• WHAT YOU HAVE TO DO:
Answer these questions using the text on cruelty to fish.
1. What did the Edinburgh Museum goldfish lose during its plastic surgery?
2. What sentence did Kenneth Grindlay receive?
3. How long did the battle between the angler and the pike last?

• SOURCE DOCUMENT:
* * * * * * *

The Edinburgh Museum resorted to plastic surgery for their goldfish when visitors complained that one of the goldfish had an unsightly lump on its head. Sadly, during the course of the plastic surgery, one of its eyes was removed, which apparently the visitors weren’t concerned about….
Kenneth Grindlay, a Dunfermline man, didn’t kill his goldfish, he cut its tail off ‘because he was bored’ but put it back in its bowl where it swum in ever decreasing circles on account of having lost its rudder. He got two years on probation. Yet the RSPCA endorse the practice of fishermen putting Carp back with or without their tail. Presumably fisherman do it because they would be bored otherwise. You can only wash so many cars on a Saturday morning.
Is fishing cruel? Antoine Goetschel thinks so. The Swiss lawyer carries the distinction of being the first man in the world to stand up in court on behalf of a dead (and consumed with intent) 22lb pike. The crucial issue, according to the sole animal advocate in Europe, was the 10-minute battle between angler and giant fish before the pike was finally hauled out of Lake Zurich and landed on the bank. Mr Goetschel insisted that the fisherman should have cut the line after the first minute of the battle to save the pike from unnecessary suffering. “Angling is as barbaric as bullfighting,” he told a Zurich court as a public gallery of curious and bemused fishermen listened on. Mr Goetschel was widely ridiculed in the Swiss media before the trial and subsequently dismissed as a batty and interfering animal fundamentalist. He lost the case. For the fish, the result was immaterial: the angler and his friends had already dined on the prized catch in a presumably celebratory meal at a local pub.

* * * * * * *

• GIVEN MATERIAL:
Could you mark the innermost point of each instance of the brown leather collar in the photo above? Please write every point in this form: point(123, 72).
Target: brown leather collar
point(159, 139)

* * * * * * *

• ANSWER SECTION:
1. One of its eyes.
2. Two years on probation.
3. 10 minutes.